What this task involves:
Among the records that follow, set down only the lines from the one containing "Where can the bird's head" to the one containing "Where can the background", both included, exactly.

##### Data records

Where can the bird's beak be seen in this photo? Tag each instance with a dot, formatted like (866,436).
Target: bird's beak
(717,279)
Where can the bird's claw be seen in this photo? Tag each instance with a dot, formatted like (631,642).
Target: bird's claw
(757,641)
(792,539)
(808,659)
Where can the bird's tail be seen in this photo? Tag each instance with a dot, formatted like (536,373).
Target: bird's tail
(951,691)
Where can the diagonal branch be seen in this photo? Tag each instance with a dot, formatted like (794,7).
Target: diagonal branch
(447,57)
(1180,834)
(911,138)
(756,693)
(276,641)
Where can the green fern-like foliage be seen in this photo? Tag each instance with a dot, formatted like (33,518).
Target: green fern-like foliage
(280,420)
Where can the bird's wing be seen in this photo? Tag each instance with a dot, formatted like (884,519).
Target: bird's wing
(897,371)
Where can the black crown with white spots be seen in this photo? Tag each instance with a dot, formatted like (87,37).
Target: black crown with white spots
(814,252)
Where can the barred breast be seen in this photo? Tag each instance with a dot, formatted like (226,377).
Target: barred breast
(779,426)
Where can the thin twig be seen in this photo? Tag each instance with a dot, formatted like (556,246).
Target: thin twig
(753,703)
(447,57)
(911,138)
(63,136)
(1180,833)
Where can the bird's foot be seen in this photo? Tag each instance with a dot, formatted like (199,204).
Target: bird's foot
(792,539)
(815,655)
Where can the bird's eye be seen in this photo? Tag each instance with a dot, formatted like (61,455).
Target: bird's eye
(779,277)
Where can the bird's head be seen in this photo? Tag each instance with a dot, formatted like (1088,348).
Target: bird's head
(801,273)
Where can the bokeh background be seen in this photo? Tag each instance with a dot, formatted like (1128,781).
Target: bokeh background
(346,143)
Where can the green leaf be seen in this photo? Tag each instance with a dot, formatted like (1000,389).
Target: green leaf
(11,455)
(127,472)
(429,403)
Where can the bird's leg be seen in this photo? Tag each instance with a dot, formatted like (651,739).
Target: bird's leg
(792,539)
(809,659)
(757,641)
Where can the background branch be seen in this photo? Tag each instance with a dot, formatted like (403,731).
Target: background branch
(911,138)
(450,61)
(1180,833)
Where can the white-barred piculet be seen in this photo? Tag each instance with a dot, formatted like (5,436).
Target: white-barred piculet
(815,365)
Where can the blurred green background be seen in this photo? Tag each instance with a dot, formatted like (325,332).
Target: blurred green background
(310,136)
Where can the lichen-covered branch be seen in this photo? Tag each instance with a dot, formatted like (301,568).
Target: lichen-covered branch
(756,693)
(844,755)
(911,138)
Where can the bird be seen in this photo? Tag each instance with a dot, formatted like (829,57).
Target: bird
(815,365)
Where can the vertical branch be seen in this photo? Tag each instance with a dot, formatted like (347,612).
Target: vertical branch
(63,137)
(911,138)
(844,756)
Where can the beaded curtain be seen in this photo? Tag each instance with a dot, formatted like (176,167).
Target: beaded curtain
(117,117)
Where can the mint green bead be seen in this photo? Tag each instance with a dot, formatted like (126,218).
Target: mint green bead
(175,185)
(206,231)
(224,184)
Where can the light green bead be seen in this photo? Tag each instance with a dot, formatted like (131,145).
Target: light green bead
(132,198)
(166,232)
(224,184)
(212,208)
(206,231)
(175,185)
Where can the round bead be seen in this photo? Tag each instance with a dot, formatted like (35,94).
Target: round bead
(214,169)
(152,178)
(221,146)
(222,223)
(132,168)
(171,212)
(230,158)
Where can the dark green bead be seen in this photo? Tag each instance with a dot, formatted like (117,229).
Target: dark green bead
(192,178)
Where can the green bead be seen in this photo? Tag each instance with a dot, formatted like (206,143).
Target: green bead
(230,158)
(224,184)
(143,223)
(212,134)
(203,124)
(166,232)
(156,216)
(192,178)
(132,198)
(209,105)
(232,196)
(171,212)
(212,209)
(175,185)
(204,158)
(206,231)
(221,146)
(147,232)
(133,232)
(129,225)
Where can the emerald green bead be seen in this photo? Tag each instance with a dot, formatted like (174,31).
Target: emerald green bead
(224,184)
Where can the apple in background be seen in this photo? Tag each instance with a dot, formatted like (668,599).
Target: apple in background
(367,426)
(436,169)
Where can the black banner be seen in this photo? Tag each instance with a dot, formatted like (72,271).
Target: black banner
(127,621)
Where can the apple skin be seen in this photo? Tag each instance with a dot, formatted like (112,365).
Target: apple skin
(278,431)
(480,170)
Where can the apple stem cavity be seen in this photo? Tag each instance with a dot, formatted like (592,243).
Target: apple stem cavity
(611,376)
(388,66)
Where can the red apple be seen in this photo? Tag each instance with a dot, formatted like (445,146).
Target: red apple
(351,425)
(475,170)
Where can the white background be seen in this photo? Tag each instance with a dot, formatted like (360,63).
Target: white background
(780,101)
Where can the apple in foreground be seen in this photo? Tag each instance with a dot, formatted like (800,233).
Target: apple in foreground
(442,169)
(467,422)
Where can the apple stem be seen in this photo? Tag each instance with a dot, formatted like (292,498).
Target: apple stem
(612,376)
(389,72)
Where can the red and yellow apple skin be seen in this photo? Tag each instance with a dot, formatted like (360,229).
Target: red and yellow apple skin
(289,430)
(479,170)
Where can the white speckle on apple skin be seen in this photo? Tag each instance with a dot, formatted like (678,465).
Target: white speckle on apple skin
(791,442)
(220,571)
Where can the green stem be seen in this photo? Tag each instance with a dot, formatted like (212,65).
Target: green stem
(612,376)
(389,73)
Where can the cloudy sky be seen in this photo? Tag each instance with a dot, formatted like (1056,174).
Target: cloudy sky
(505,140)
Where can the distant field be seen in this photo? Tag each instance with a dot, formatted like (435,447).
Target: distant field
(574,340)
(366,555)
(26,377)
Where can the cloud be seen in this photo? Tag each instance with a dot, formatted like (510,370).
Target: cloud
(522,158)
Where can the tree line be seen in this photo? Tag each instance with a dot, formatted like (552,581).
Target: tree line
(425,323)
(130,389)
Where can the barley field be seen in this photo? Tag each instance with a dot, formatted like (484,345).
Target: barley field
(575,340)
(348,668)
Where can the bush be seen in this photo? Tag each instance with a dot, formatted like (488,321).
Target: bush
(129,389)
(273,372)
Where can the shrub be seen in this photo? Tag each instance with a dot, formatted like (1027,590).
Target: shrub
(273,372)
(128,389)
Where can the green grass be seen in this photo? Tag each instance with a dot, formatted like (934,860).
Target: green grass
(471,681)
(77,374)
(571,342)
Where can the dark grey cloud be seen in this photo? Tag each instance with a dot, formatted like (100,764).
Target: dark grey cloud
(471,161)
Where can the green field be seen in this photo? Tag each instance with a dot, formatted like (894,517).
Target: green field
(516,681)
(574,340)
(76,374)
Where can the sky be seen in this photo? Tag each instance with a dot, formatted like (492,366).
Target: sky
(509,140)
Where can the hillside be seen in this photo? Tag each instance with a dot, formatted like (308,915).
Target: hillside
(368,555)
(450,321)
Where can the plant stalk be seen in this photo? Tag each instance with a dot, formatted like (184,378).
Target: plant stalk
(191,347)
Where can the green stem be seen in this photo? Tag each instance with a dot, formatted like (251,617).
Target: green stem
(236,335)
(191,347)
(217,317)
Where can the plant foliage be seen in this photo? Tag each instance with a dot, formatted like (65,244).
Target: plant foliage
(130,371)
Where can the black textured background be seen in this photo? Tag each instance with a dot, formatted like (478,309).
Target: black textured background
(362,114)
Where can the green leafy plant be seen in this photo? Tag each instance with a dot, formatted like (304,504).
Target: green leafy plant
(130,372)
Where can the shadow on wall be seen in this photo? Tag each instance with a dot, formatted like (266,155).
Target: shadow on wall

##########

Output:
Where can the bird's head be seen in this photo? Tag each instance with a dot, formatted like (1088,348).
Target: bird's head
(801,273)
Where can the bokeh background be seen in this photo? Tag each instance with a dot, formatted like (1128,781).
Target: bokeh background
(346,143)
Where can the green leaf be seen in this photo? Tag each instance with a dot, formatted like (1000,389).
Target: green leaf
(11,455)
(127,472)
(429,403)
Where can the bird's leg be seen in this photo? Tag each instance with a dot, formatted like (651,739).
Target: bird's leg
(792,539)
(809,659)
(757,641)
Where can the background branch be seen in this photo? Tag each instance with a dot, formatted like (403,731).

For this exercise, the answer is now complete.